(PROBLEM TO WORK ON) Print the range of lines that opens with the line containing "loafer with gold" and closes with the last line of the listing. Include both ends; print nothing more.

(Dataset excerpts on object pointing)
★ ★ ★ ★ ★ ★ ★

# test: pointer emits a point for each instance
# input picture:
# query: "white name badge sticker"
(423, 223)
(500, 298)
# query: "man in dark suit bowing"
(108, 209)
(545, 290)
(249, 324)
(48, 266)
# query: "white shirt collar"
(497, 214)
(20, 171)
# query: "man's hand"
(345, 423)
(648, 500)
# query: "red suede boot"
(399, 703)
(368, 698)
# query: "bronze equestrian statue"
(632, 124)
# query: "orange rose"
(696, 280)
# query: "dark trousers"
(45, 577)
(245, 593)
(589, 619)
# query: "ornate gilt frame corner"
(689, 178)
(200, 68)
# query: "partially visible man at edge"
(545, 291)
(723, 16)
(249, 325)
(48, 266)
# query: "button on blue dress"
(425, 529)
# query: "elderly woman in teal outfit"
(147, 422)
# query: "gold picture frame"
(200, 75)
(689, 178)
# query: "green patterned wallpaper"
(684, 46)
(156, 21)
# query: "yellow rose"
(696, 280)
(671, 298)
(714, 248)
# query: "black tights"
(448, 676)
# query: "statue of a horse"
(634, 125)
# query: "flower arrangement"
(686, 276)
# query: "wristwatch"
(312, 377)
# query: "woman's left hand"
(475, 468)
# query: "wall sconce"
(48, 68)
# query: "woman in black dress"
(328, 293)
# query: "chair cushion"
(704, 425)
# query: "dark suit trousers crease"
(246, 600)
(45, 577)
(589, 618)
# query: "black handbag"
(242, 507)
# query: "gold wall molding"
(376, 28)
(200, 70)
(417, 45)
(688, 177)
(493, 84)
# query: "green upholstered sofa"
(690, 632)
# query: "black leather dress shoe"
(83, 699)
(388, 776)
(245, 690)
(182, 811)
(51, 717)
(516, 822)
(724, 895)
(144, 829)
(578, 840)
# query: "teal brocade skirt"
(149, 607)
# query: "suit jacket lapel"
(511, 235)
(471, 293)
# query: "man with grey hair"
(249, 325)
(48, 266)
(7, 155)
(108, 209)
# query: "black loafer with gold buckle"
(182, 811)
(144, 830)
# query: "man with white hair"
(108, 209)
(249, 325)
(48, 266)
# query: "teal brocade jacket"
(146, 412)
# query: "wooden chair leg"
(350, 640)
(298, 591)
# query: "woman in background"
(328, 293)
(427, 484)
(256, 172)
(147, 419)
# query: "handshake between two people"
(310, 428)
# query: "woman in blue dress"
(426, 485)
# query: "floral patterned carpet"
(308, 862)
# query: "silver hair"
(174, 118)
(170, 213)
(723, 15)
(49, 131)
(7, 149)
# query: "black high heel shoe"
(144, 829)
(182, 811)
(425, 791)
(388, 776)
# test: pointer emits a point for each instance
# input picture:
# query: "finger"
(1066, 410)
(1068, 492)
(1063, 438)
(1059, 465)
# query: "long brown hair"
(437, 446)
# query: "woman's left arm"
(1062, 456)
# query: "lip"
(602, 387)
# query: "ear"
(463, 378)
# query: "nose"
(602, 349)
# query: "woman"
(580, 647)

★ ★ ★ ★ ★ ★ ★

(ANSWER FOR THE TASK)
# query: "black loafer with gold buckle"
(182, 811)
(144, 830)
# query: "man with white hair"
(108, 209)
(249, 325)
(48, 266)
# query: "teal brocade jacket"
(146, 412)
# query: "wooden chair leg"
(350, 640)
(298, 591)
# query: "woman in background"
(328, 293)
(427, 484)
(256, 172)
(147, 419)
# query: "handshake between two people"
(310, 428)
# query: "woman in blue dress"
(426, 485)
# query: "floral patterned carpet"
(308, 862)
# query: "silver hair"
(174, 118)
(170, 213)
(723, 15)
(49, 131)
(7, 149)
# query: "black high heel shoe"
(144, 829)
(182, 811)
(425, 791)
(388, 776)
# test: pointer emits a point for each instance
# input picture:
# query: "finger"
(1066, 410)
(1068, 492)
(1063, 438)
(1059, 465)
# query: "long brown hair"
(437, 446)
# query: "woman's left arm"
(1062, 456)
# query: "lip"
(602, 387)
# query: "ear"
(463, 378)
# query: "nose"
(602, 349)
# query: "woman"
(580, 647)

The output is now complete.